#### TEXTE
Depuis de nombreuses années je visite la France du travail et je l’écoute. De mes différentes rencontres se dégage un constat faisant l’objet de cette série de notes : le marché du travail est de plus en plus exténuant, voir extrême tout en offrant plus de possibilités de réalisation professionnelle et personnelle. Face à ce constat contradictoire, les réponses semblent caricaturales : position victimaire versus position agentique.
La position victimaire
Souffrance au travail, stress, harcèlement, risques psychosociaux, les dimensions négatives du travail ne manquent pas dans la bouche et la plume des spécialistes. L’idée sous-tendue par leurs idées est que le travail étant pénible, l’employeur doit payer pour l’usure qu’il provoque chez ses salariés. Basé sur le principe du pollueur payeur, il paraît équitable que celui qui nuit à la santé d’autrui puisse en ressentir les conséquences.
Pour autant, ce principe poussé à l’extrême nuit également au travail. Le risque est grand de transformer tout salarié en victime. L’environnement de travail deviendrait alors un champ de bataille juridique dicté par un principe de précaution. Dans cet environnement, les émotions dominantes seraient la peur, la méfiance et la suspicion. Autre facteur à ne pas sous-estimer, le travail est de moins en moins salarié car une part importante du travail s’effectue dans le cadre d’une prestation de service, c’est à dire sous forme de contrat commercial. Le problème est qu’il paraît difficilement envisageable de faire cohabiter une logique commerciale et une logique victimaire dans le même contrat.
La sentiment d’être une victime est par ailleurs corrélé avec le sentiment de ne pas contrôler sa vie. Imaginons que la force de travail française soit persuadée qu’elle est la victime attendant réparation, quelle serait sa santé psychique dans le long terme ?

#### CONSIGNE
Transcrivez sans rien changer le passage du texte sur le travail qui va de « Depuis de nombreuses » jusqu'à « ressentir les conséquences. » inclus. Les enregistrements ne sont pas nécessaires pour cet exercice.

#### DONNÉES AFFICHÉES
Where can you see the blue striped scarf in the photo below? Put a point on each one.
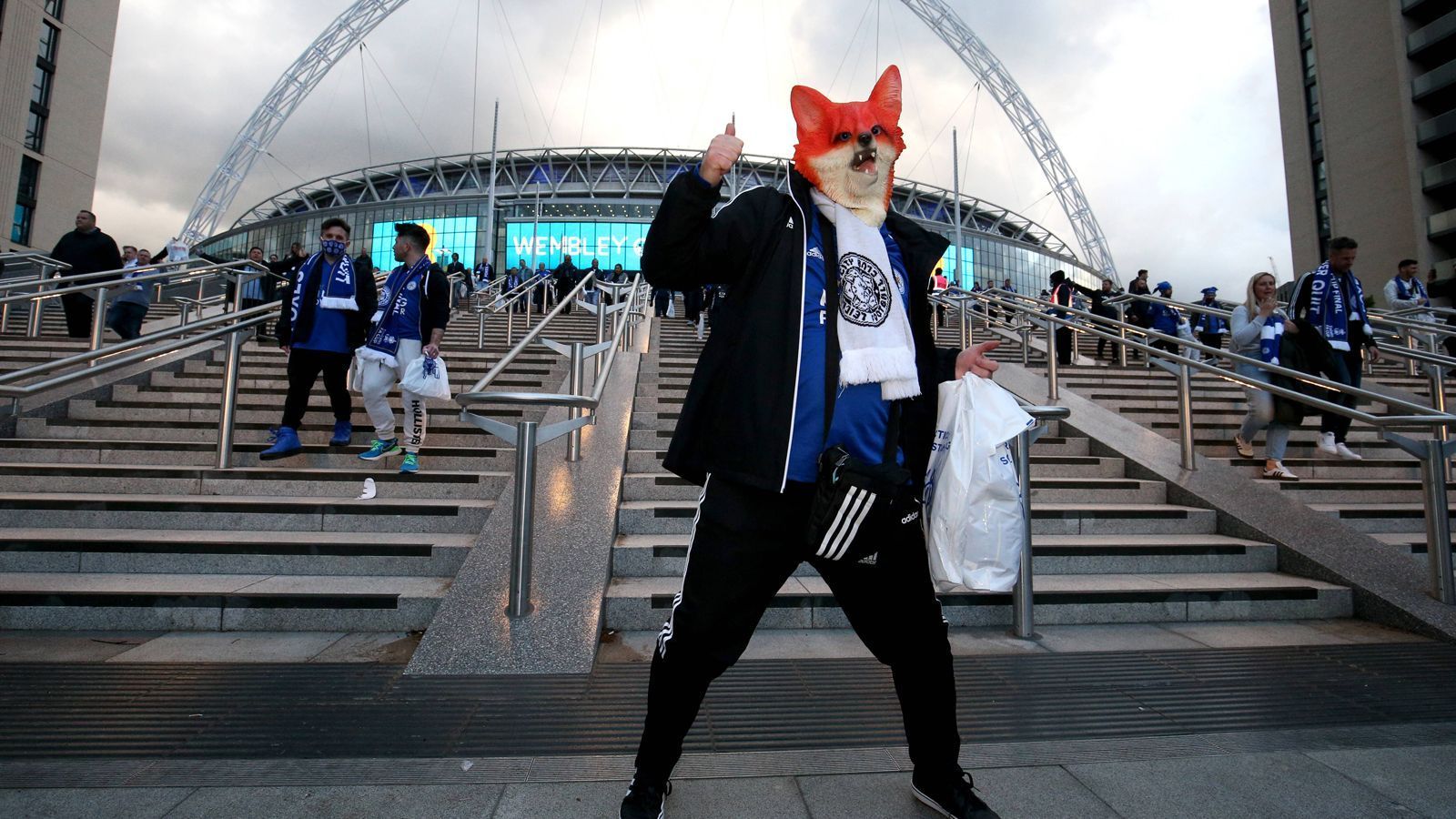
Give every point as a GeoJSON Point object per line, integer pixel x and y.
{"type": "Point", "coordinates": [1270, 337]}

* * *

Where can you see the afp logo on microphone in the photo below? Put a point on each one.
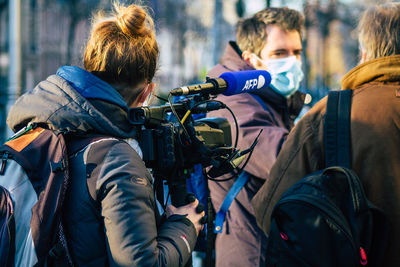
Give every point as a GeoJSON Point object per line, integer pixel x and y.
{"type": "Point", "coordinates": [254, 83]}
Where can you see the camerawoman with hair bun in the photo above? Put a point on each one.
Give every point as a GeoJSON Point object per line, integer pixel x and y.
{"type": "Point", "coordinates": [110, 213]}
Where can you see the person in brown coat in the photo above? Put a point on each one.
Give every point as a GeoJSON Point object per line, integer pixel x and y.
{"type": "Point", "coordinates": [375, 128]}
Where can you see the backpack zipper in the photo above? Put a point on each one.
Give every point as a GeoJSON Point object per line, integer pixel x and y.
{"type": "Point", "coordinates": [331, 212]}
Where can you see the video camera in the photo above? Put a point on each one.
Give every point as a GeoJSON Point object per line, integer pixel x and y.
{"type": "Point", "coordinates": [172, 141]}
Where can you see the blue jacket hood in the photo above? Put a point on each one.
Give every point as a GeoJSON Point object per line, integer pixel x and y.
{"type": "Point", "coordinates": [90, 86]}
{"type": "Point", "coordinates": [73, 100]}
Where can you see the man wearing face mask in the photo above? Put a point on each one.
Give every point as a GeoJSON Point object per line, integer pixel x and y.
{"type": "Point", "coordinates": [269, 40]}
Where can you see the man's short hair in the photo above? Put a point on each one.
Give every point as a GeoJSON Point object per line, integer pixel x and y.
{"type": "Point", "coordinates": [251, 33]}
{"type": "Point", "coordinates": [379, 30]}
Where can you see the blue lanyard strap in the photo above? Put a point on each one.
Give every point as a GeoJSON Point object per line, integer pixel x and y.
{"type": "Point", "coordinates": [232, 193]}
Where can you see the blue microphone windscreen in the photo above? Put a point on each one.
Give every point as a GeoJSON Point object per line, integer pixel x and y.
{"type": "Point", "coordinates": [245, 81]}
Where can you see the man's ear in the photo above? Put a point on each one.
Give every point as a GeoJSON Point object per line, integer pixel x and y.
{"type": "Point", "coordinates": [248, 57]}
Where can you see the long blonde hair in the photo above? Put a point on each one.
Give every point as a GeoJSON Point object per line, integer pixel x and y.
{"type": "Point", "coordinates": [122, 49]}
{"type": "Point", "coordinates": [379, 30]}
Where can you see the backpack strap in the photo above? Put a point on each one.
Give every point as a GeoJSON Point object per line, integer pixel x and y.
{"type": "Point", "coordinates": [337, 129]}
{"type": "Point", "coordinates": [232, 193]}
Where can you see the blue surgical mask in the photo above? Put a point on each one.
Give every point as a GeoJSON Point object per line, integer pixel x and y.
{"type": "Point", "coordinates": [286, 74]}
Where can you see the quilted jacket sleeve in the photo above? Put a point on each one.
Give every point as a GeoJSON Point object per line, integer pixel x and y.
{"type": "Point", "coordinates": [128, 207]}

#### RÉPONSE
Depuis de nombreuses années je visite la France du travail et je l’écoute. De mes différentes rencontres se dégage un constat faisant l’objet de cette série de notes : le marché du travail est de plus en plus exténuant, voir extrême tout en offrant plus de possibilités de réalisation professionnelle et personnelle. Face à ce constat contradictoire, les réponses semblent caricaturales : position victimaire versus position agentique.
La position victimaire
Souffrance au travail, stress, harcèlement, risques psychosociaux, les dimensions négatives du travail ne manquent pas dans la bouche et la plume des spécialistes. L’idée sous-tendue par leurs idées est que le travail étant pénible, l’employeur doit payer pour l’usure qu’il provoque chez ses salariés. Basé sur le principe du pollueur payeur, il paraît équitable que celui qui nuit à la santé d’autrui puisse en ressentir les conséquences.